Assignment:
Exact copies of the records below are needed, free of pictures.

Data section:

* * *

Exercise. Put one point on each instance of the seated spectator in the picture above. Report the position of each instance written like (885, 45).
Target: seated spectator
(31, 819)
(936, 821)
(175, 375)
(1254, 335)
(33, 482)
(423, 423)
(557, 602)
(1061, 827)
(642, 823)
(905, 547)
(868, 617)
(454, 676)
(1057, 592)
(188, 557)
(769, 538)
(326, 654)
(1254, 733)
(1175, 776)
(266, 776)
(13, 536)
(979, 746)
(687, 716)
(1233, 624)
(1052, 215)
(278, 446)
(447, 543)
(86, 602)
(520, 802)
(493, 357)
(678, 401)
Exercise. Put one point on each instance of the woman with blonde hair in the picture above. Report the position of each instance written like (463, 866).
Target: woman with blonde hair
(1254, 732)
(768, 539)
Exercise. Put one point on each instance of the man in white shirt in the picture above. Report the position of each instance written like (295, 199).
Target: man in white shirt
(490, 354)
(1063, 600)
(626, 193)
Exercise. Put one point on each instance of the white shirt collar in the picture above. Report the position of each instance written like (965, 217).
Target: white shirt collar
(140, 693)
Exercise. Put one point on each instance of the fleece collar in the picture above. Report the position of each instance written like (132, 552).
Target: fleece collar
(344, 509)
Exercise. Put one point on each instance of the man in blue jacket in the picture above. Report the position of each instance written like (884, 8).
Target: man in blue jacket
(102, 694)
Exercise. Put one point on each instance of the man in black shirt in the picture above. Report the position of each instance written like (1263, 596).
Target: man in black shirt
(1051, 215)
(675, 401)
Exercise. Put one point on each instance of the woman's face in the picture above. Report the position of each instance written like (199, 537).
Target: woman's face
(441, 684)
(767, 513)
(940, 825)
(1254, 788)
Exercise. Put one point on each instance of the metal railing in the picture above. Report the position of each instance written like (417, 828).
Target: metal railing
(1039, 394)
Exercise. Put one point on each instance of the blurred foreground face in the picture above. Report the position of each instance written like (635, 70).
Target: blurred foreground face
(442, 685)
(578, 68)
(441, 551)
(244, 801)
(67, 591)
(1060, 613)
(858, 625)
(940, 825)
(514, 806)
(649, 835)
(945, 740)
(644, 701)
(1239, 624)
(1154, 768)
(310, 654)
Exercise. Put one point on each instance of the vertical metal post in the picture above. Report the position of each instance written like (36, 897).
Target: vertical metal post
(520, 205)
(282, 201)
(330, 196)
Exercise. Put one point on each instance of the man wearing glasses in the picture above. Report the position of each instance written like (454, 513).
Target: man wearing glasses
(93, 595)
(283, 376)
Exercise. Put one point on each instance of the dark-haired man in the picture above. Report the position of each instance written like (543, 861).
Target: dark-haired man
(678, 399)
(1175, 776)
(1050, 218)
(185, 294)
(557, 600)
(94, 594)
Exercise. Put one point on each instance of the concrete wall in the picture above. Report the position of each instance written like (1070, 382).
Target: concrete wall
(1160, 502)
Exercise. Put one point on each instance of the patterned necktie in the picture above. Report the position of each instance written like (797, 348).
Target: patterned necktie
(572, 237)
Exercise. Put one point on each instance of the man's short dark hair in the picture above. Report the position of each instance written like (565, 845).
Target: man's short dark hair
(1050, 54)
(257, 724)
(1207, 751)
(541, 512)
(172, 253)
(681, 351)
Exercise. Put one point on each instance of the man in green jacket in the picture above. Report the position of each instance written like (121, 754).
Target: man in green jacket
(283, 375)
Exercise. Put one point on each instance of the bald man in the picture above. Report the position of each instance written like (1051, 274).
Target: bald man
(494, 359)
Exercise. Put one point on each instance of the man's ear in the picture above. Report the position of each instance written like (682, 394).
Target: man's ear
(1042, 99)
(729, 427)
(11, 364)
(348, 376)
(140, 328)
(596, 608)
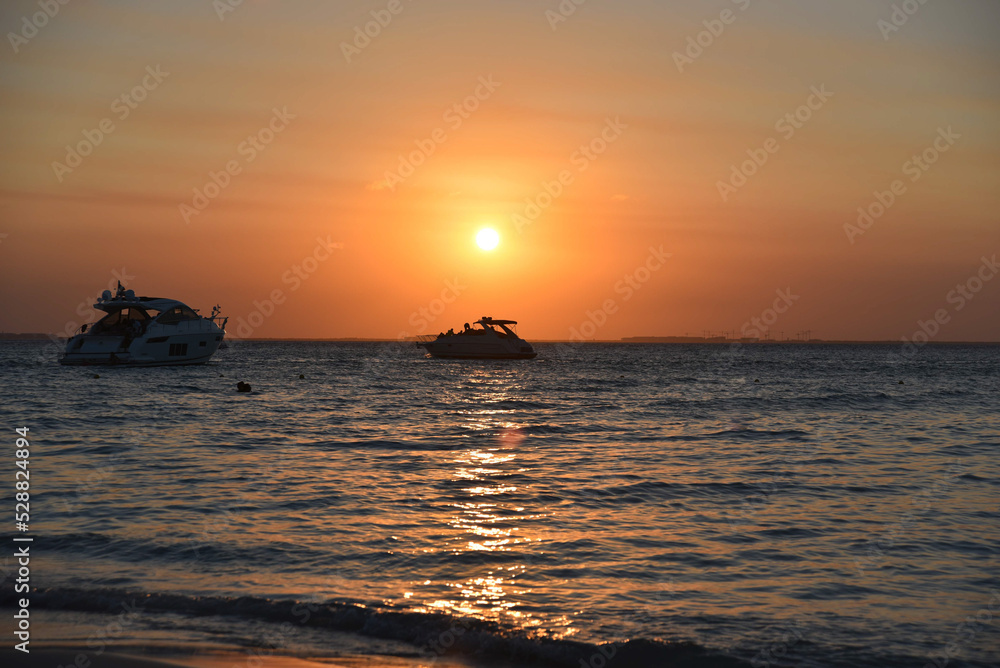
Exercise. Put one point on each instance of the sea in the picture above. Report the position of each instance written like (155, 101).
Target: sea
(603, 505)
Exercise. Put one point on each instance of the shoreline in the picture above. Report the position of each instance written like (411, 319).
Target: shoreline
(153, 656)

* * *

Solution to this problem:
Exercise. Put one point on each instance of the seated spectator in the picture above. Report the position of each instance written like (885, 45).
Target: seated spectator
(31, 819)
(936, 821)
(175, 375)
(1254, 335)
(33, 482)
(423, 423)
(557, 602)
(1061, 827)
(642, 823)
(905, 547)
(868, 617)
(454, 676)
(1057, 592)
(188, 557)
(769, 538)
(326, 654)
(1254, 733)
(1175, 776)
(266, 776)
(13, 536)
(979, 746)
(687, 716)
(1233, 624)
(1052, 215)
(278, 446)
(447, 543)
(86, 602)
(520, 802)
(493, 357)
(678, 401)
Exercise. Put one point on each instance of the woman with blonde hair in the picture above. Report the position of each instance written like (463, 866).
Target: woman with blonde hair
(1254, 732)
(768, 539)
Exercise. Put one point on each instance of the man in white shirt in the picture above. Report the position of each instance written like (295, 199).
Target: man in white shirt
(490, 354)
(1063, 600)
(626, 193)
Exercise. Put one point on each instance of the white shirt collar in the picture above. Report the position of each instance written like (965, 217).
Target: white shirt collar
(140, 693)
Exercise. Put one point on each instance of the fleece collar in the picture above. Report the position of each instance written like (132, 552).
Target: fleece collar
(344, 509)
Exercise. Put one point on each instance of the man in blue jacket in the picture above. Report the position of each instance written like (884, 8).
Target: man in blue jacket
(102, 694)
Exercise. Put one point on each instance of the man in black shirt in the picture above. Report the position of each instance written like (1263, 596).
Target: man in black shirt
(1051, 215)
(675, 401)
Exercise. Put one point on each instance of the woman's face in the picture above. Report the position of each instance written like (199, 537).
Target: woman's face
(441, 684)
(767, 513)
(940, 825)
(1254, 788)
Exercise. Put one point on each instance of the metal railing in the picture above. Report the position of each instance written like (417, 828).
Target: metal railing
(1039, 394)
Exercise. Put one point on each instance of the blurred foreground face in the picture above. Report the position of each instance written like (635, 70).
Target: blurred foreground face
(442, 685)
(578, 68)
(441, 551)
(244, 801)
(67, 591)
(1060, 613)
(858, 625)
(940, 825)
(514, 806)
(649, 835)
(945, 740)
(644, 701)
(1239, 624)
(1154, 768)
(310, 654)
Exercise. Put one point on each instance of the vertical metal post in the picture above. Report the position of each instance written like (36, 897).
Target: vertical metal post
(520, 205)
(282, 201)
(330, 196)
Exercise. Put one point on each instance of the man wearing glasses in the picture above. Report the position of each instance written like (454, 513).
Target: man wearing glasses
(93, 595)
(283, 376)
Exercise. Put one point on each instance of the dark-haired man in the picture above. Report the position of each instance written like (543, 861).
Target: dark-haired man
(678, 399)
(1175, 776)
(1050, 218)
(185, 294)
(557, 600)
(94, 594)
Exercise. Put one point on each instance of the concrete wall in the picture above. Report the position of each instance written like (1070, 382).
Target: concrete wall
(1160, 502)
Exercise. Put one point on each instance of the patterned necktie in the picture above. Report the position of each instance written like (797, 348).
Target: patterned necktie
(572, 237)
Exercise. Put one point on each instance of the man's short dark hair in the picture above. Report the position of each instance written like (565, 845).
Target: man's short dark hair
(1050, 54)
(257, 724)
(1207, 751)
(541, 512)
(172, 253)
(681, 351)
Exercise. Put one point on each instance of the man in green jacket in the picture above. Report the position of each instance written like (121, 754).
Target: man in green jacket
(283, 375)
Exercise. Put one point on each instance of the bald man in the picture above. Report the position of each instance written like (1051, 274).
Target: bald man
(494, 359)
Exercise. Put one point on each instance of the man's ear in the picture above. Report the position of each instance written like (682, 394).
Target: man's ear
(1042, 99)
(729, 427)
(11, 364)
(348, 376)
(140, 328)
(596, 608)
Exercise. Put one point on each instance of the sea in the picture above. Report the position of each instance written like (155, 101).
Target: sea
(603, 505)
Exercise. Put one point on each instance of the shoreline in the picture above. Report the position of each instance written like (411, 319).
Target: shoreline
(153, 656)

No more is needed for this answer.